> **WORK ITEM**
Among the records below, find each line containing the word "coordinates" and copy it.

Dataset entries
Content starts

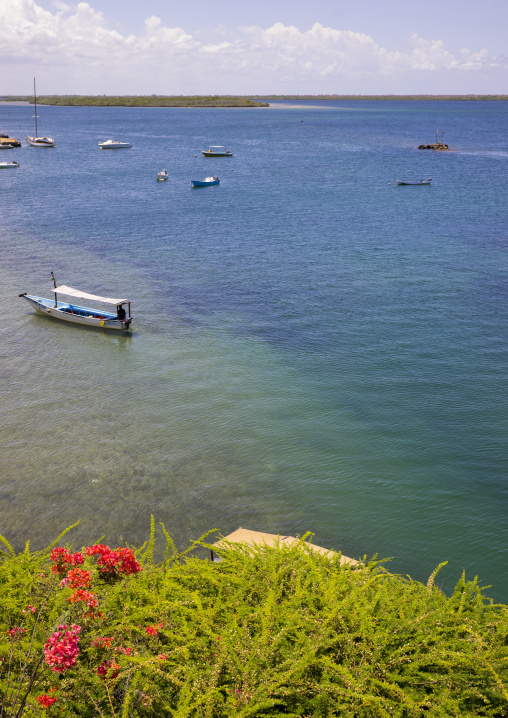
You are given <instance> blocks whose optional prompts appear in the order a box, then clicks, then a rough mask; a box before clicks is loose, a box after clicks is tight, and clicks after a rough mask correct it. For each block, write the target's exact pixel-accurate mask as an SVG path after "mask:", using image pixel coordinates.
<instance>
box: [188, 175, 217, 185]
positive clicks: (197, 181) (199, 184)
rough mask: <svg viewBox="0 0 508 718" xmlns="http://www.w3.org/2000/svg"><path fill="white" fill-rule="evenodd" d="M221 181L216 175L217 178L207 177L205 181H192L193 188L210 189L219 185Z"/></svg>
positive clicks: (200, 180)
mask: <svg viewBox="0 0 508 718" xmlns="http://www.w3.org/2000/svg"><path fill="white" fill-rule="evenodd" d="M219 182H220V179H219V178H218V177H217V175H215V177H205V179H204V180H191V187H192V188H195V187H209V186H210V185H212V184H219Z"/></svg>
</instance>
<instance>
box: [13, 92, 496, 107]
mask: <svg viewBox="0 0 508 718" xmlns="http://www.w3.org/2000/svg"><path fill="white" fill-rule="evenodd" d="M4 98H5V99H2V100H0V105H30V104H33V98H32V97H31V96H26V95H21V96H14V95H7V96H4ZM37 100H38V104H40V105H57V106H63V107H199V108H206V107H210V108H214V107H215V108H225V107H233V108H259V107H270V106H272V105H271V103H278V102H293V103H298V102H308V101H309V100H311V101H314V102H319V103H324V102H330V101H332V102H363V101H366V102H375V101H382V102H387V101H388V102H401V101H403V102H408V101H418V102H421V101H439V102H506V101H508V95H213V96H210V95H208V96H206V95H193V96H190V95H189V96H184V95H178V96H176V95H150V96H148V95H43V96H40V97H38V98H37ZM295 106H298V105H291V106H289V107H295ZM286 107H288V105H286Z"/></svg>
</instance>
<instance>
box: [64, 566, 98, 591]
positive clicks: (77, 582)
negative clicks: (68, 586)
mask: <svg viewBox="0 0 508 718" xmlns="http://www.w3.org/2000/svg"><path fill="white" fill-rule="evenodd" d="M66 580H67V581H68V583H67V584H66V585H68V586H70V587H71V588H89V587H90V582H91V580H92V572H91V571H83V570H82V569H81V568H73V569H72V571H69V572H68V574H67V578H66Z"/></svg>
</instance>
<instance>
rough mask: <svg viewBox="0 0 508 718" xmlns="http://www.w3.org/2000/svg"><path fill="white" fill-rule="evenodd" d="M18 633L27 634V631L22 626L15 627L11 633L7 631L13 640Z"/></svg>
mask: <svg viewBox="0 0 508 718" xmlns="http://www.w3.org/2000/svg"><path fill="white" fill-rule="evenodd" d="M18 633H26V630H25V629H24V628H21V626H14V628H11V630H10V631H6V634H7V635H8V636H10V637H11V638H14V637H15V636H16V635H17V634H18Z"/></svg>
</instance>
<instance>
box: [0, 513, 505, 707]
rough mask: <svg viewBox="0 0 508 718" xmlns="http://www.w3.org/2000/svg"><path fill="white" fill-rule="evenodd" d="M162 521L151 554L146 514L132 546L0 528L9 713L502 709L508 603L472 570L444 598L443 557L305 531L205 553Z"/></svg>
mask: <svg viewBox="0 0 508 718" xmlns="http://www.w3.org/2000/svg"><path fill="white" fill-rule="evenodd" d="M161 526H162V525H161ZM162 532H163V534H164V536H165V538H166V547H165V553H164V557H163V558H162V559H161V560H160V561H158V562H156V561H155V560H154V524H153V521H152V531H151V537H150V540H149V541H148V543H147V544H146V545H145V546H143V547H142V548H141V549H139V550H138V551H136V552H134V551H132V550H131V549H125V548H124V549H115V550H111V549H109V548H108V547H107V546H104V545H103V544H95V545H94V546H93V547H86V548H85V549H83V551H81V552H79V553H71V551H70V549H68V548H61V547H60V548H55V546H56V544H57V543H61V540H62V537H63V534H62V535H61V536H60V537H59V538H58V539H57V540H56V541H55V542H54V543H53V544H52V545H51V546H50V547H48V549H46V550H44V551H40V552H30V549H29V544H27V546H26V548H25V550H24V551H23V552H22V553H20V554H19V555H15V552H14V551H13V550H12V548H11V547H10V545H9V544H8V542H7V541H6V540H5V539H2V540H3V544H4V546H5V551H4V552H3V554H2V558H1V561H0V605H1V606H2V611H1V615H0V698H1V699H3V702H2V704H1V709H0V715H1V716H2V718H5V717H7V716H9V717H11V716H12V717H14V716H17V717H20V716H21V715H22V714H24V715H25V716H40V715H43V714H44V713H47V714H48V715H60V716H83V717H85V718H92V717H96V716H108V717H109V716H116V717H118V718H120V716H122V718H127V716H140V717H145V716H146V717H150V716H172V717H173V716H174V717H175V718H184V717H187V716H189V717H190V716H199V717H200V718H212V716H213V718H222V717H224V718H226V717H227V718H230V717H238V718H240V717H242V718H247V717H255V716H309V717H310V716H315V717H318V716H322V717H323V718H324V717H330V716H350V717H351V718H353V717H354V718H364V717H365V718H366V717H371V716H372V717H376V718H377V717H379V716H400V717H404V718H406V717H408V718H409V717H412V716H415V717H416V716H433V717H436V718H437V717H438V716H439V718H443V717H444V716H461V718H462V717H464V716H492V717H497V718H501V717H503V716H508V690H507V665H508V610H507V607H506V606H504V605H494V604H493V603H492V602H491V601H489V600H487V599H486V598H485V597H484V596H483V594H482V590H481V589H480V588H479V586H478V584H477V582H476V580H475V581H472V582H467V581H466V580H465V578H464V577H462V579H461V580H460V581H459V583H458V585H457V587H456V589H455V592H454V593H453V595H452V596H450V597H446V596H445V595H444V594H443V593H442V592H441V591H440V590H439V588H437V587H436V586H435V585H434V578H435V574H436V573H437V570H436V572H434V574H433V575H432V576H431V577H430V579H429V581H428V584H427V586H425V585H423V584H421V583H418V582H416V581H412V580H411V579H409V578H403V577H400V576H395V575H392V574H389V573H388V572H387V571H386V570H385V569H384V568H383V566H382V565H381V563H379V562H376V561H375V560H373V561H370V562H364V563H363V564H361V565H359V566H357V567H348V566H347V565H343V566H341V565H340V560H339V557H338V556H336V557H333V556H332V557H330V556H322V555H319V554H316V553H314V552H313V551H312V550H311V549H310V548H309V547H308V545H307V544H306V542H305V539H306V538H307V537H304V538H303V539H302V540H301V541H300V542H299V543H297V544H294V545H292V546H282V545H281V546H280V547H278V548H275V549H274V548H266V547H257V548H253V547H246V546H238V545H229V546H226V547H225V548H224V549H221V551H219V554H220V555H221V557H222V560H221V561H220V562H211V561H206V560H202V559H199V558H195V557H192V555H191V551H193V550H194V549H195V548H196V547H203V546H204V547H205V548H206V547H208V548H210V546H209V545H208V544H207V542H206V541H207V536H208V535H206V536H204V537H202V538H201V539H199V540H198V541H196V542H195V543H194V544H192V545H191V547H190V548H189V549H188V551H187V552H185V553H183V554H179V553H178V552H177V551H176V549H175V547H174V545H173V543H172V541H171V539H170V537H169V536H168V534H167V532H166V531H165V529H164V527H163V526H162ZM64 534H65V532H64Z"/></svg>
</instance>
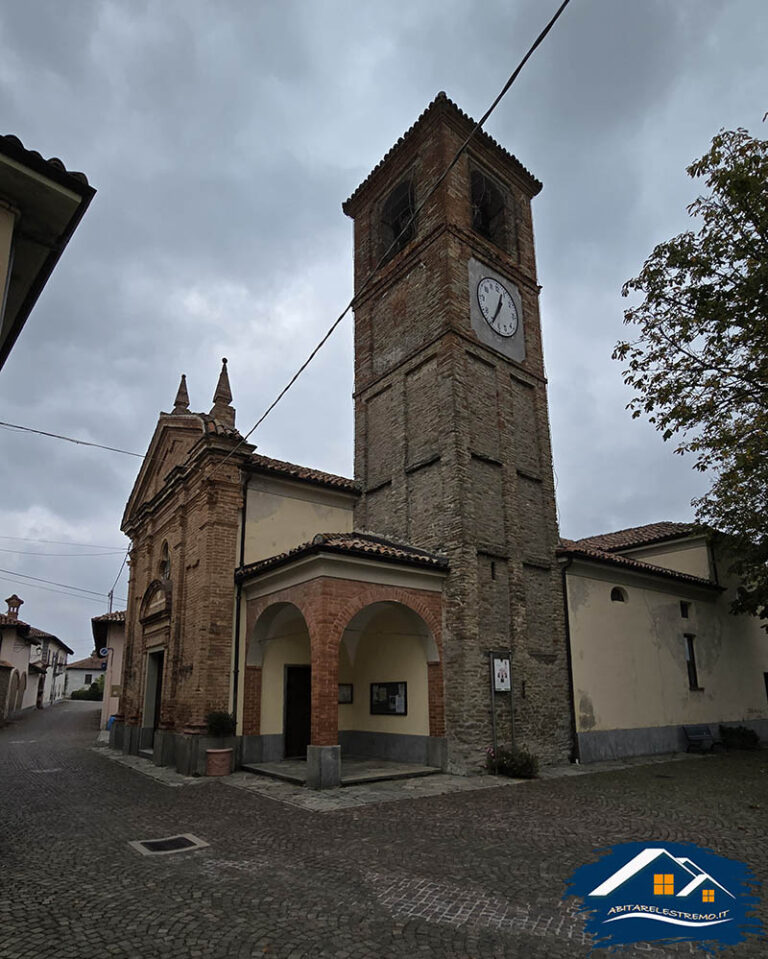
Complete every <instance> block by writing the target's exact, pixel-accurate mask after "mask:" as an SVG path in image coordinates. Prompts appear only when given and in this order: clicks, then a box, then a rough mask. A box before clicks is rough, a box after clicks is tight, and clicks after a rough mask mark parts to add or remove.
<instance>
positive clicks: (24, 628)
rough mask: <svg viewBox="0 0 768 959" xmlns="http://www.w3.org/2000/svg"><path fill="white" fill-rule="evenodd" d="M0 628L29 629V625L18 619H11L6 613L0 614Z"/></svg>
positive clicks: (10, 617) (6, 613)
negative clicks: (16, 626)
mask: <svg viewBox="0 0 768 959" xmlns="http://www.w3.org/2000/svg"><path fill="white" fill-rule="evenodd" d="M0 626H21V627H22V629H29V628H30V625H29V623H24V622H22V620H20V619H12V618H11V617H10V616H9V615H8V614H7V613H0Z"/></svg>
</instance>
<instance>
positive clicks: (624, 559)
mask: <svg viewBox="0 0 768 959" xmlns="http://www.w3.org/2000/svg"><path fill="white" fill-rule="evenodd" d="M583 542H584V541H583V540H580V541H579V542H577V543H575V544H574V545H571V546H561V547H560V549H558V550H557V555H558V556H573V557H575V558H580V559H587V560H592V561H594V562H597V563H605V564H607V565H609V566H620V567H623V568H624V569H633V570H635V571H636V572H639V573H651V574H652V575H654V576H661V577H663V578H665V579H674V580H678V581H680V582H684V583H693V584H695V585H697V586H708V587H709V588H710V589H717V590H721V589H722V587H720V586H718V585H717V583H713V582H712V580H709V579H703V578H702V577H701V576H691V575H690V574H689V573H678V572H677V570H674V569H667V568H666V567H664V566H654V565H653V564H652V563H644V562H642V561H640V560H638V559H631V558H630V557H629V556H622V555H621V553H609V552H607V551H606V550H602V549H596V548H595V547H594V546H584V545H582V544H583Z"/></svg>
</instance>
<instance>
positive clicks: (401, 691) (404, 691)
mask: <svg viewBox="0 0 768 959" xmlns="http://www.w3.org/2000/svg"><path fill="white" fill-rule="evenodd" d="M407 713H408V693H407V683H371V715H372V716H405V715H407Z"/></svg>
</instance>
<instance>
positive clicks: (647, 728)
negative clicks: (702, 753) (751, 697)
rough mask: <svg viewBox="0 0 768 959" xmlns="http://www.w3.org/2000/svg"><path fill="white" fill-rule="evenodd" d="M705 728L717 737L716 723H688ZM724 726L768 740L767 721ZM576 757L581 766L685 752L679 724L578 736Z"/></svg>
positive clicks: (762, 720) (716, 729)
mask: <svg viewBox="0 0 768 959" xmlns="http://www.w3.org/2000/svg"><path fill="white" fill-rule="evenodd" d="M686 725H691V726H694V725H696V726H701V725H708V726H709V728H710V730H711V731H712V734H713V735H714V736H715V737H717V736H718V726H719V725H720V723H719V721H717V720H715V721H713V722H710V723H690V724H686ZM723 725H724V726H748V727H749V728H750V729H754V730H755V732H756V733H757V734H758V736H759V737H760V738H761V739H762V740H768V719H744V720H741V721H735V722H727V723H723ZM578 737H579V755H580V758H581V761H582V762H583V763H593V762H598V761H600V760H601V759H624V758H626V757H628V756H651V755H654V754H655V753H684V752H685V751H686V749H687V748H688V740H687V739H686V738H685V733H684V732H683V726H682V724H681V725H679V726H646V727H643V728H641V729H608V730H600V731H599V732H593V733H579V734H578Z"/></svg>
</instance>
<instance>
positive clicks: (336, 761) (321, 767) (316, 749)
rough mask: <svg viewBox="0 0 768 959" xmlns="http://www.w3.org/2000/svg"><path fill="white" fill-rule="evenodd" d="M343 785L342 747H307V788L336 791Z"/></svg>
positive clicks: (322, 746)
mask: <svg viewBox="0 0 768 959" xmlns="http://www.w3.org/2000/svg"><path fill="white" fill-rule="evenodd" d="M340 783H341V746H307V786H308V787H309V788H310V789H334V788H335V787H336V786H338V785H340Z"/></svg>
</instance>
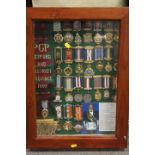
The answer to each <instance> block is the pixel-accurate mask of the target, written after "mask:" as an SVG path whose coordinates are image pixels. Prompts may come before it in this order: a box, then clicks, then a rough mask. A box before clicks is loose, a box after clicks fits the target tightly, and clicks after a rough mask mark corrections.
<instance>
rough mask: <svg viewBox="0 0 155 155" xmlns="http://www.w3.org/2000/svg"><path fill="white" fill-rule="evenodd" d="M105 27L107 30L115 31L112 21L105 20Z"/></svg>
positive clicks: (104, 27)
mask: <svg viewBox="0 0 155 155" xmlns="http://www.w3.org/2000/svg"><path fill="white" fill-rule="evenodd" d="M103 29H104V31H105V32H112V31H113V23H112V22H104V23H103Z"/></svg>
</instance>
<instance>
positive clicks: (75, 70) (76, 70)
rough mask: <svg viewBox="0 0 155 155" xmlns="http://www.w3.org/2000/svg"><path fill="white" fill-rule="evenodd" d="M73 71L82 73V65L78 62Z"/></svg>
mask: <svg viewBox="0 0 155 155" xmlns="http://www.w3.org/2000/svg"><path fill="white" fill-rule="evenodd" d="M75 73H77V74H82V73H83V67H82V65H81V64H80V63H78V64H77V65H76V68H75Z"/></svg>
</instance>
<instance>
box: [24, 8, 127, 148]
mask: <svg viewBox="0 0 155 155" xmlns="http://www.w3.org/2000/svg"><path fill="white" fill-rule="evenodd" d="M77 19H79V20H88V19H89V20H99V19H102V20H120V21H121V30H120V46H119V58H118V69H119V71H118V91H117V96H118V97H117V114H116V136H111V137H105V136H53V137H48V138H47V137H41V138H39V137H37V135H36V97H35V66H34V48H33V45H34V36H33V33H32V22H33V20H77ZM26 45H27V55H26V59H27V68H26V72H27V77H26V78H27V83H26V86H27V90H26V93H27V97H26V98H27V101H26V103H27V106H26V107H27V148H30V149H36V148H42V149H45V148H48V149H63V148H66V149H70V146H71V144H77V148H76V149H78V148H79V149H80V148H94V149H96V148H119V149H121V148H125V147H127V139H126V137H127V135H128V110H129V106H128V104H129V103H128V100H129V97H128V96H129V60H128V59H129V53H128V48H129V47H128V46H129V43H128V8H80V9H79V8H35V9H34V8H27V44H26Z"/></svg>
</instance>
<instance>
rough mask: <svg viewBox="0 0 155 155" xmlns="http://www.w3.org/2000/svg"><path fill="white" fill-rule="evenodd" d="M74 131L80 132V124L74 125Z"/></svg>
mask: <svg viewBox="0 0 155 155" xmlns="http://www.w3.org/2000/svg"><path fill="white" fill-rule="evenodd" d="M74 130H75V131H76V132H78V133H79V132H80V131H81V130H82V125H81V124H75V126H74Z"/></svg>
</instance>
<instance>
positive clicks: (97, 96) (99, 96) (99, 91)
mask: <svg viewBox="0 0 155 155" xmlns="http://www.w3.org/2000/svg"><path fill="white" fill-rule="evenodd" d="M101 98H102V94H101V92H100V91H99V90H98V89H97V90H96V92H95V100H96V101H100V100H101Z"/></svg>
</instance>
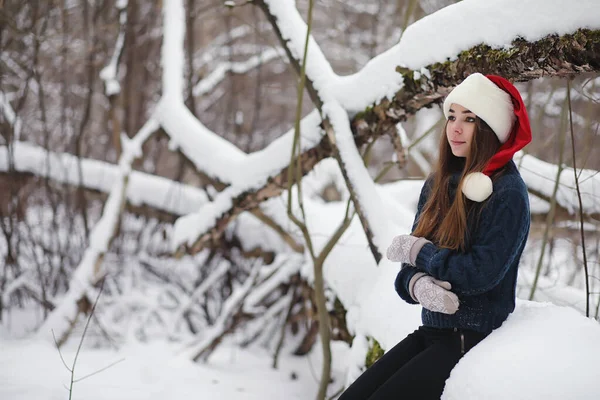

Content ends

> **SOLUTION FOR THIS PROBLEM**
You are given <instance> blocks whose optional prompts appear in the order a box, then clicks, then a rough mask; a box before clicks is loose, a box after clicks is tight, and clicks after a rough mask correct it. For each block, write the target's exact pixel-accurate mask as an SVG path after "mask:", using image pixel coordinates.
Complete every <instance> block by writing the target's exact, pixel-accurate mask after "mask:" as an SVG path in image coordinates. Prompts appear only when given and in this order: clicks, then a box, then a rough mask. A box before clicks is rough, a box after clicks is tight, and clicks after a rough mask mark parts to add or remove.
The answer to each <instance> block is the pixel-accurate mask of the target, written after "mask:" as an SVG path whose coordinates are image pixels. Prompts may come before it in this order: a box, then clicks, then a rough mask. A box before clicks is loose, a box after clicks fits the target tightly, and clicks after a rough mask mark corrections.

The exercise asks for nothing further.